BEGIN Text shown
Voice Is Important
You see it in blogger Penelope Trunk as she dispenses sage advice about work and life with a touch of no-holds-barred honesty. You can tell that she cares more about sharing the intimate details of her life as an entrepreneur, a woman, and a mom through unfiltered lenses than she does about checking for every little typo or grammatical error.
Ree Drummond of The Pioneer Woman sticks out in her own way. Whimsically, she regales her readers with her life on the ranch as a city girl turned country wife, a homeschool mom educating her children, or as a cook dishing out another scrumptious recipe. Whatever the topic, she colors her words with a mixture of fun, mischief, and wit.
Both are successful writers who give their massive followings an inside look at their lives. And both express themselves in ways that are as distinct as the drawl of a Southern belle or the accent of a Boston native. They have found their voices as writers.
As a freelance writer though, there is a difference between finding your voice as a writer and finding your voice for a client. Writing for your clients is not about writing in your voice. Sure, it’s okay when you’re writing for your blog or a publication that will carry your byline, but the moment you start to write on behalf of a client, you become a ghost who needs to learn to find your voice for the client.
Freelancers have to learn the art of disappearing. You are being paid to write for their sake, not for yours. Whatever their message, whatever their goals, it’s your job as a freelancer to convey that message well and to help them meet their goals.
END Text shown
▶ **Task description**
Carry on the article above about a freelance writer's voice, picking up right after its final sentence.
BEGIN Data
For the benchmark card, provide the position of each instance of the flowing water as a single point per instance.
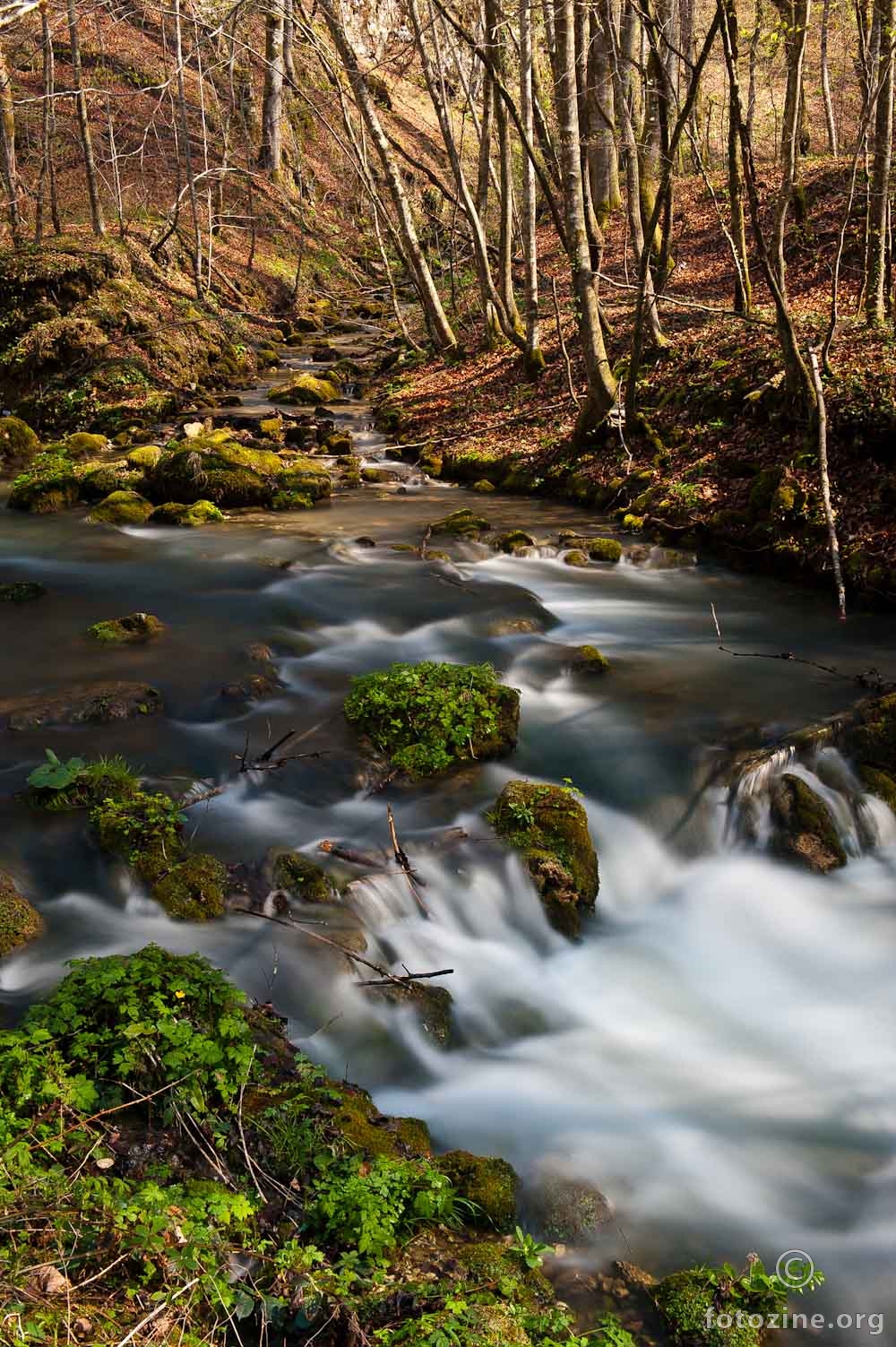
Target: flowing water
(716, 1055)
END Data
▶ **Task output**
Know Your Client
You have to know your client in order for you to do your job well. That takes time and effort. Research their website and other places that will tell you more about them. Try to find out what others are saying about them. You have to talk to them, in person or on the phone. When you do, ask good questions: basic ones, thoughtful ones, and hard ones. Here are a few angles to come at as you try to learn more about your client.
- Know their industry. What do they do? Who are their competitors? What sets them apart from other businesses? What are they great at? What aren’t they great at? You can’t help your client if you don’t understand what they do and the niche they fill in their particular field.
- Know their story. How long have they been in business? How did they get their start? What are their current struggles? Where have they failed? What are their success stories? Knowing how they started and their journey as a company will help you to craft meaningful content for them.
- Know their goals. Where are they headed as a company? How do they plan to achieve their goals? What have they attempted so far? You have to know where they are going so that you can help get them there.
- Know their personality. What do they value as a company? How do they communicate to their customers? What is their language/style? If you know who they are and how they portray themselves to their customers, then you can take on the persona of your client in your work.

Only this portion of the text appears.